Premature Benulation?
While few expect the Fed to announce a rate cut tomorrow -- make no mistake about it... the market wants calming commentary from Bernanke.
FWIW: Today was the single best day for the financials since 2002 and the 4th largest move of all time.
Remember the most basic law of all laws - The Law of The Jungle. The weak will be eaten and the strong will survive. Always have -- always will.
Wells Fargo is walking the talking points...
1. Bumped their rates from 6.75% to 8.% on their 30 year Jumbo Loans. 2. And today -- announced a huge stock buyback.
Goldman and Wells Fargo are strong... they will survive and they most assuredly will eat the weak.
Did you see the CNBC interview this evening with WSJ Reporter Charlie Gasparino and frequent CNBC guest host Vince Farrell ? They were talking about how Bear Stearns was hung out to dry in retribution for their failure to join forces with the rest of the Wall Street Investment banks in the LTCM bailout.
Offshore traders who lets just say... "are loyal to the mothership" were fixing their crosshairs on Bear Stearns weeks ago, as were the boys from Merrill.
I will repeat:
"The script for how all of this will play out... has already been written."
Once again... you must refuse to be spoon fed "inside the box" thinking and analysis.
What's "inside the box thinking and analysis?"
Here's an example:
This chart came from John Mauldin's newsletter. It was reprinted and sent out by Agora today in their newsletters:

The inside the box mindset see's this as proof that the bottom in housing and the mortgage meltdown is still 12-18 months away... and opines continued massive carnage to the markets is neigh.
Those who are willing to shake the box up a bit and look at the numbers from outside the box... see that the Fed has a bread crumb laden path of when to begin cut rates - to forstall all those adjustable mortgage resets.

(The tasks):
1: In the market commentary, what is the earliest year that today's gain for the financials is measured against?
2: Copy down the stretch of the market commentary from "Remember the most" through "huge stock buyback.".

(Labeled object pointing entries):

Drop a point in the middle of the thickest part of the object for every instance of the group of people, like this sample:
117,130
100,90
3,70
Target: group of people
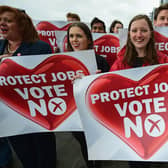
97,25
38,150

(Solutions by task):
1: 2002

2:
Remember the most basic law of all laws - The Law of The Jungle. The weak will be eaten and the strong will survive. Always have -- always will.
Wells Fargo is walking the talking points...
1. Bumped their rates from 6.75% to 8.% on their 30 year Jumbo Loans. 2. And today -- announced a huge stock buyback.